[Items from a data source]

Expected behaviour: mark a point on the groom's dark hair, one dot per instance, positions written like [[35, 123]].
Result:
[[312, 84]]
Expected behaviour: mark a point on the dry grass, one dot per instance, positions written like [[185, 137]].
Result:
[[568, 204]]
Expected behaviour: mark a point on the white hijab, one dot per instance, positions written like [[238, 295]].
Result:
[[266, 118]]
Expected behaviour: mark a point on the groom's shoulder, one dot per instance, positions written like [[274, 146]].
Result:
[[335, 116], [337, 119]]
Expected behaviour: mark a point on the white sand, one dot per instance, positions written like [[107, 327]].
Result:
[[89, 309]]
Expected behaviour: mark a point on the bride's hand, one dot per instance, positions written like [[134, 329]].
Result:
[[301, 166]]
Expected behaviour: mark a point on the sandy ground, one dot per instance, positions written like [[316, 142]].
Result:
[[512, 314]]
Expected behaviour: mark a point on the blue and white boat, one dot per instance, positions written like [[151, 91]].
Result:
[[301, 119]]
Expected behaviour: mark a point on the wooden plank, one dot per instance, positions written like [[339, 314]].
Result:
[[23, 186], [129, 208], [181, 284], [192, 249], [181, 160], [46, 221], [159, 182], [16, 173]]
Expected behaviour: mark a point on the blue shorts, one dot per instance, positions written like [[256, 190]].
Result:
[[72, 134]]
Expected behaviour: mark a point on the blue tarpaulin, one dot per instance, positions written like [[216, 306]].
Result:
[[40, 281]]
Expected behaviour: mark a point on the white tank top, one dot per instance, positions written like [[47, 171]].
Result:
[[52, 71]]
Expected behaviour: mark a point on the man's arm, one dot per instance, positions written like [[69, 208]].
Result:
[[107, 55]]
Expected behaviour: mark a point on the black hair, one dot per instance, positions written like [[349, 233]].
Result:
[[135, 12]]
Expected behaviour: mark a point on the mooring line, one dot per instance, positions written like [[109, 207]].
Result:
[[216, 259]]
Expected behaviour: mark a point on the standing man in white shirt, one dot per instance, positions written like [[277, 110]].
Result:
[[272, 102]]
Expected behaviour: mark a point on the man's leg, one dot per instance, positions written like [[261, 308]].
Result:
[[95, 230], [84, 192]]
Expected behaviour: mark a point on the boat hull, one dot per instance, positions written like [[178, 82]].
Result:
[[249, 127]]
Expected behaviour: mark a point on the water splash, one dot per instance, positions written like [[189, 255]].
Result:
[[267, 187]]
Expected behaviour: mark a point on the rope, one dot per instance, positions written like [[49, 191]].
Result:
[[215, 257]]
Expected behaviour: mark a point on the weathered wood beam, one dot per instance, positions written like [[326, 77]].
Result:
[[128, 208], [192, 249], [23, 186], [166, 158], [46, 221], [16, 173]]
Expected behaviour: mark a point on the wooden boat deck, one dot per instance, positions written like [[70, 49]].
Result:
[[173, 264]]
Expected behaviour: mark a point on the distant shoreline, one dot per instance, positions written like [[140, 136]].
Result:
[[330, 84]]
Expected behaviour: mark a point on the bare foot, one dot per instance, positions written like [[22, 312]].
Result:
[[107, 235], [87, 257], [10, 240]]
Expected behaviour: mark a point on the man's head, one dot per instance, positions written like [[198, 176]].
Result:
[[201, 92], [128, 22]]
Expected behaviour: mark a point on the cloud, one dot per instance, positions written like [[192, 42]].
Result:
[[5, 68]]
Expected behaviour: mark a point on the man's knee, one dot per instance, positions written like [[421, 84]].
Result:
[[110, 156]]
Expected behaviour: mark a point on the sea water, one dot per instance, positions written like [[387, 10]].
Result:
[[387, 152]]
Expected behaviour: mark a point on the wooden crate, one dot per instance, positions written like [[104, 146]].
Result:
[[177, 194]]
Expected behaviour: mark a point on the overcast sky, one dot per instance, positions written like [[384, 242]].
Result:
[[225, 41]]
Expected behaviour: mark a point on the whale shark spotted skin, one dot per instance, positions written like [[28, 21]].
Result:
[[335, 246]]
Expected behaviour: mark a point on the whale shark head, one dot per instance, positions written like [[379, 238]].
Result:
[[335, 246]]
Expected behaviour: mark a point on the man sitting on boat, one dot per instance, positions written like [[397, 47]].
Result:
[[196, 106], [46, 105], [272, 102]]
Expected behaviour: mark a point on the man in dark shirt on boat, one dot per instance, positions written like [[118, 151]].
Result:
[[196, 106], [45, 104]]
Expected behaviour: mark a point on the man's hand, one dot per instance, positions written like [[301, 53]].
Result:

WORK TO BE COMPLETED: Each line of the records above, from the first through the one containing "Expected behaviour: mark a point on the white hijab, one", is to be retyped exactly; no other line belongs.

RESPONSE FOR THIS EXERCISE:
Expected behaviour: mark a point on the groom's dark hair, one dot per instance, positions written like [[35, 123]].
Result:
[[312, 84]]
Expected behaviour: mark a point on the dry grass, one dot per instance, positions written like [[185, 137]].
Result:
[[568, 204]]
Expected behaviour: mark a point on the white hijab, one dot per instance, positions written like [[238, 295]].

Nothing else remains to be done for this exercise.